(Extracted information):
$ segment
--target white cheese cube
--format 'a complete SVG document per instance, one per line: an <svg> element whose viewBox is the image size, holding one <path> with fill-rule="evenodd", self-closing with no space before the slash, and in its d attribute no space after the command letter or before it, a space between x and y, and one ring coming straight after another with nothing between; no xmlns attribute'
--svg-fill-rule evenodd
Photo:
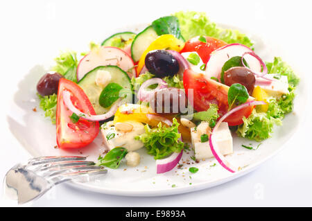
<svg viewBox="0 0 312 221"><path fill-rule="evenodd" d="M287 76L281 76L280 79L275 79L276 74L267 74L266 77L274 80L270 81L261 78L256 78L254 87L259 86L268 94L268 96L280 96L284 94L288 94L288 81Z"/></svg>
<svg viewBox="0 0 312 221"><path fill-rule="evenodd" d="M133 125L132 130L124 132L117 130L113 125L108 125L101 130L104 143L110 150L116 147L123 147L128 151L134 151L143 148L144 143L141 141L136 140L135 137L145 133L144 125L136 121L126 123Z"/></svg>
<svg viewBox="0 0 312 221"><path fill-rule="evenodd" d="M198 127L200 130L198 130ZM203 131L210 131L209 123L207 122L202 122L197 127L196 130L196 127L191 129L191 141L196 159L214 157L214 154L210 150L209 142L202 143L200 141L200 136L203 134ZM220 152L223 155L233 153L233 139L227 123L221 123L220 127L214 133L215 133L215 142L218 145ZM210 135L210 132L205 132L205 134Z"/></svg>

(Direction): Find every line in the entries above that contains the word "instance" and copy each of those lines.

(Solution to the exercise):
--format 'a complete SVG document per instance, one per line: an <svg> element whose viewBox is the image size, holding one <path> with fill-rule="evenodd", self-closing with no space before the slash, and in its d attribute no space after the command letter or before it, a space between x and y, and one ring coming straight after another with nothing between; no xmlns attribute'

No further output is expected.